◆ Exercise requirements ◆
Please arrange the data below as a Markdown table with the columns "Row" and "Line," numbering each row and leaving out blank lines.

Annotation records
* * *

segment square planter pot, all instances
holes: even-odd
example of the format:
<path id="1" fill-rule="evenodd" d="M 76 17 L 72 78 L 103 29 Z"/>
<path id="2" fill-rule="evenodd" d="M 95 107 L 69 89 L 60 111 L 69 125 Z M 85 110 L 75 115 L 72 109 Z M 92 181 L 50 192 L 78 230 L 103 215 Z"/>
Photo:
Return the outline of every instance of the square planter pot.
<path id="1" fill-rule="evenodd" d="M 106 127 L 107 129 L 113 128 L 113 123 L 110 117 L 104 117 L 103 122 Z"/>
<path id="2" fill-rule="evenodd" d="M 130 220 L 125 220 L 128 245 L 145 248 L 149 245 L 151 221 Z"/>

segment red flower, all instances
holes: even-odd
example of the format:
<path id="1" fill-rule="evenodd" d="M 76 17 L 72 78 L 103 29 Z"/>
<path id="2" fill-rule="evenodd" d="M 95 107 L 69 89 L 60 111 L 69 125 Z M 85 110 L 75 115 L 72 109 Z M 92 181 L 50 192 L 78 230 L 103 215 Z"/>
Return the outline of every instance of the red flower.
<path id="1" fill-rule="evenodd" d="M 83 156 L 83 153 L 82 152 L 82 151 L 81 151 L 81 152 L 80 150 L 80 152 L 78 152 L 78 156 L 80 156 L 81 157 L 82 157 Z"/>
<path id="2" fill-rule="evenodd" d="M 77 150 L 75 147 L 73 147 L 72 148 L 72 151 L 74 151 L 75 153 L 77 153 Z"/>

* * *

◆ Answer to the problem ◆
| Row | Line |
|---|---|
| 1 | segment square planter pot, all instances |
| 2 | holes: even-odd |
| 3 | example of the format: |
| 4 | <path id="1" fill-rule="evenodd" d="M 76 17 L 72 78 L 103 29 Z"/> |
| 5 | <path id="2" fill-rule="evenodd" d="M 95 107 L 69 89 L 60 111 L 69 125 Z M 85 110 L 75 115 L 72 109 Z M 92 181 L 50 192 L 78 230 L 103 215 Z"/> |
| 6 | Photo: |
| 7 | Return the outline of every instance of the square planter pot. |
| 8 | <path id="1" fill-rule="evenodd" d="M 106 127 L 107 129 L 113 128 L 113 123 L 110 117 L 104 117 L 103 122 Z"/> |
| 9 | <path id="2" fill-rule="evenodd" d="M 130 220 L 125 220 L 128 245 L 145 248 L 149 245 L 151 221 Z"/> |
| 10 | segment red flower, all instances |
| 11 | holes: even-odd |
| 12 | example of the format: |
| 13 | <path id="1" fill-rule="evenodd" d="M 76 17 L 72 78 L 103 29 Z"/> |
| 14 | <path id="2" fill-rule="evenodd" d="M 95 107 L 69 89 L 60 111 L 69 125 Z M 85 110 L 75 115 L 72 109 Z M 92 181 L 50 192 L 78 230 L 103 215 Z"/> |
| 15 | Return the outline of every instance of the red flower. |
| 16 | <path id="1" fill-rule="evenodd" d="M 83 156 L 83 153 L 82 152 L 82 151 L 81 151 L 81 152 L 80 150 L 80 152 L 78 152 L 78 156 L 80 156 L 81 157 L 82 157 Z"/> |
| 17 | <path id="2" fill-rule="evenodd" d="M 77 150 L 75 147 L 73 147 L 72 148 L 72 151 L 74 151 L 75 153 L 77 153 Z"/> |